Problem requirements =
From the data below, return each line in which the string "mask" is found.

Information provided =
----

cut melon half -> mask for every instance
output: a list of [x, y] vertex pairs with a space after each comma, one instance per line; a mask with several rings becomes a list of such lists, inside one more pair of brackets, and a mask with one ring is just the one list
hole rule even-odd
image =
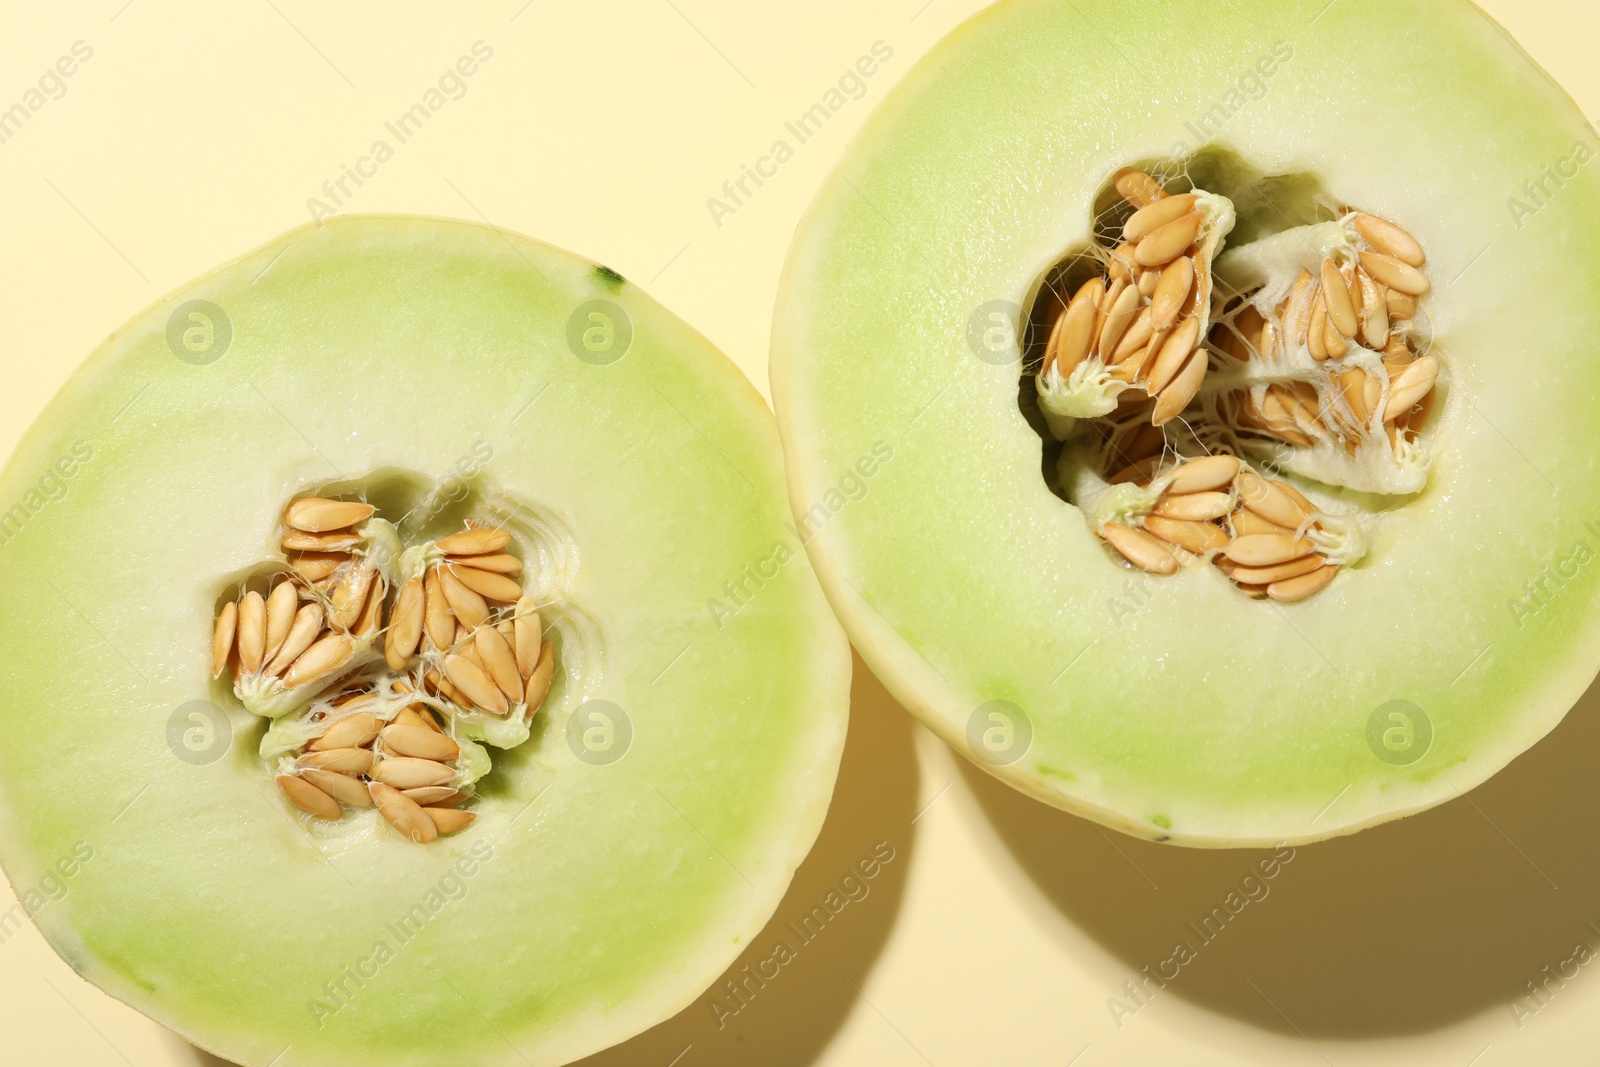
[[1153, 840], [1483, 781], [1600, 665], [1597, 155], [1456, 0], [972, 19], [848, 151], [776, 313], [852, 640], [980, 766]]
[[699, 995], [821, 826], [848, 648], [775, 427], [604, 267], [296, 230], [119, 330], [0, 498], [0, 860], [231, 1061], [569, 1062]]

----

Answer to the exercise =
cut melon half -> mask for every instance
output: a list of [x, y] vertex pairs with a space after each comma, one instance per line; a mask with several rings becomes a list of such lists, inside one more pair of brackets, and a mask with one ring is just the one list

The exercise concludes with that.